# start of SELECTED EXCERPT
The rise, and absorption into the mainstream of Keynesian economics, which appeared to provide a more coherent policy response to unemployment than unorthodox monetary or trade policies contributed to the decline of interest in these schools.

After 1945, the neoclassical synthesis of Keynesian and neoclassical economics resulted in a clearly defined mainstream position based on a division of the field into microeconomics (generally neoclassical but with a newly developed theory of market failure) and macroeconomics (divided between Keynesian and monetarist views on such issues as the role of monetary policy).  Austrians and post-Keynesians who dissented from this synthesis emerged as clearly defined heterodox schools. In addition, the Marxist and institutionalist schools remained active but with limited acceptance or credibility.

Up to 1980 the most notable themes of heterodox economics in its various forms included:
 rejection of the atomistic individual conception in favor of a socially embedded individual conception;
 emphasis on time as an irreversible historical process;
 reasoning in terms of mutual influences between individuals and social structures.

From approximately 1980 mainstream economics has been significantly influenced by a number of new research programs, including  behavioral economics, complexity economics, evolutionary economics, experimental economics, and neuroeconomics. One key development has been an epistemic turn away from theory towards an empirically driven approach focused centrally on questions of causal inference. As a consequence, some heterodox economists, such as John B. Davis, proposed that the definition of heterodox economics has to be adapted to this new, more complex reality:

...heterodox economics post-1980 is a complex structure, being composed out of two broadly different kinds of heterodox work, each internally differentiated with a number of research programs having different historical origins and orientations: the traditional left heterodoxy familiar to most and the 'new heterodoxy' resulting from other science imports.
# end of SELECTED EXCERPT
# start of ROWS
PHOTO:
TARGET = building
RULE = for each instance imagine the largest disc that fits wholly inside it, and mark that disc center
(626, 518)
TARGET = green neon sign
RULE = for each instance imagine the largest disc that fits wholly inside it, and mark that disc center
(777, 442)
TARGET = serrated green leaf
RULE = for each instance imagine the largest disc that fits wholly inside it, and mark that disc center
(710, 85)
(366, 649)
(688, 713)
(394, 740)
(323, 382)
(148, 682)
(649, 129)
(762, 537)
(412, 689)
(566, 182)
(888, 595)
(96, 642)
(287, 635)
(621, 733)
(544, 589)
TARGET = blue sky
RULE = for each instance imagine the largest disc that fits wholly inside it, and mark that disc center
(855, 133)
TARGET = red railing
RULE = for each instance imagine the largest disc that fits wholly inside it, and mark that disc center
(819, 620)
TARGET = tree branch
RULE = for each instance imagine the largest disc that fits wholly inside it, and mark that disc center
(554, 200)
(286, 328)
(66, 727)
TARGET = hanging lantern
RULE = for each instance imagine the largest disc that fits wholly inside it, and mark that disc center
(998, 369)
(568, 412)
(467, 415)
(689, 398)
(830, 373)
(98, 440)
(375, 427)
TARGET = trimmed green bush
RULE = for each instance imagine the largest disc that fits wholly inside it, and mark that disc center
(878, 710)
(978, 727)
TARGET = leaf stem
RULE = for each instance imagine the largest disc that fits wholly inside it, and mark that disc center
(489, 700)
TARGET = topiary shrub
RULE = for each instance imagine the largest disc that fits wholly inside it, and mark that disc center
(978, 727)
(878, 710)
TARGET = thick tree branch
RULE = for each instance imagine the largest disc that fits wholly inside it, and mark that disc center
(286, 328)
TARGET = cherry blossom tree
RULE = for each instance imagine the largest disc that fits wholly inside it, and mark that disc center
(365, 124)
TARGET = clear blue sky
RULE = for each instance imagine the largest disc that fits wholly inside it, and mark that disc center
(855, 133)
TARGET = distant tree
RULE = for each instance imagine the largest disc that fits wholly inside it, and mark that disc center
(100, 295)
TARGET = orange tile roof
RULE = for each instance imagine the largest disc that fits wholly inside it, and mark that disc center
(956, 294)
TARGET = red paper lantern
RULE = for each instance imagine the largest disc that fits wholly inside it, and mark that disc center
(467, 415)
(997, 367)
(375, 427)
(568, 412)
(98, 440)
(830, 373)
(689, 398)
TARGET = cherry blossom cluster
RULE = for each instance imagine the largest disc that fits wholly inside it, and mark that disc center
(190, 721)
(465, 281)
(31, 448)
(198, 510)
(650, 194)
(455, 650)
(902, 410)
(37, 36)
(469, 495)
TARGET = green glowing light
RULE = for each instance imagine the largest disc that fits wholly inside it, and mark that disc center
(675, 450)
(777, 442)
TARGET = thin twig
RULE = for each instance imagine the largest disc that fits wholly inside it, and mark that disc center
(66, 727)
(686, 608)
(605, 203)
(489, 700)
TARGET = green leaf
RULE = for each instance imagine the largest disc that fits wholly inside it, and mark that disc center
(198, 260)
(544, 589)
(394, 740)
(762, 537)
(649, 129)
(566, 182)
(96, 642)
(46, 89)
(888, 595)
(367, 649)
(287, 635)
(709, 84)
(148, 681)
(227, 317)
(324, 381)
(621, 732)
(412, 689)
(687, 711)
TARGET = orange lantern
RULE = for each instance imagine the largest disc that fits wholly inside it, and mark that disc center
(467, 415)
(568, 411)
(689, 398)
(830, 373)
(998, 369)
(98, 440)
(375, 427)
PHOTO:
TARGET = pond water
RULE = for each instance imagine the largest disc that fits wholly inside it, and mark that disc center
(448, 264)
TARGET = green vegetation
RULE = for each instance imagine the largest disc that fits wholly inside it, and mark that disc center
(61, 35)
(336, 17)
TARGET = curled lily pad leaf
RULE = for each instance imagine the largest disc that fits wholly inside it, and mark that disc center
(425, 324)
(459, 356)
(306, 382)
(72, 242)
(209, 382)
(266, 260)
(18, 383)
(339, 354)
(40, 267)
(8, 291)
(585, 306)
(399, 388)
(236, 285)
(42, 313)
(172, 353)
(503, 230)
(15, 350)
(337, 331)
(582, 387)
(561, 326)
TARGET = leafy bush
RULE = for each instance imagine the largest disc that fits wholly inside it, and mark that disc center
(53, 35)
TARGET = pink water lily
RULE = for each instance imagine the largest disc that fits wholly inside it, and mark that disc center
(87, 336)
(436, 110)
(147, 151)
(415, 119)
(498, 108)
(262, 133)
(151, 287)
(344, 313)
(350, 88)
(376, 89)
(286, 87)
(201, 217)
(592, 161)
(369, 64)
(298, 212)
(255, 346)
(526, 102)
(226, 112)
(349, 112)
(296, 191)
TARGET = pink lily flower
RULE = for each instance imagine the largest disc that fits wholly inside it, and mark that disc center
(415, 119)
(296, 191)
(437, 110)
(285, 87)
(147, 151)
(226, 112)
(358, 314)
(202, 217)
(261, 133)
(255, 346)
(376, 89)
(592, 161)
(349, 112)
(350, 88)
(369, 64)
# end of ROWS
§ STATED EXERCISE
Carry the passage on heterodox economics forward from its last sentence, the one ending with "the 'new heterodoxy' resulting from other science imports."

§ WRITTEN RESPONSE
Rejection of neoclassical economics

There is no single "heterodox economic theory"; there are many different "heterodox theories" in existence. What they all share, however, is a rejection of the neoclassical orthodoxy as representing the appropriate tool for understanding the workings of economic and social life. The reasons for this rejection may vary. Some of the elements commonly found in heterodox critiques are listed below.

Criticism of the neoclassical model of individual behavior
One of the most broadly accepted principles of neoclassical economics is the assumption of the "rationality of economic agents". Indeed, for a number of economists, the notion of rational maximizing behavior is taken to be synonymous with economic behavior (Hirshleifer 1984). When some economists' studies do not embrace the rationality assumption, they are seen as placing the analyses outside the boundaries of the Neoclassical economics discipline (Landsberg 1989, 596). Neoclassical economics begins with the a priori assumptions that agents are rational and that they seek to maximize their individual utility (or profits) subject to environmental constraints. These assumptions provide the backbone for rational choice theory.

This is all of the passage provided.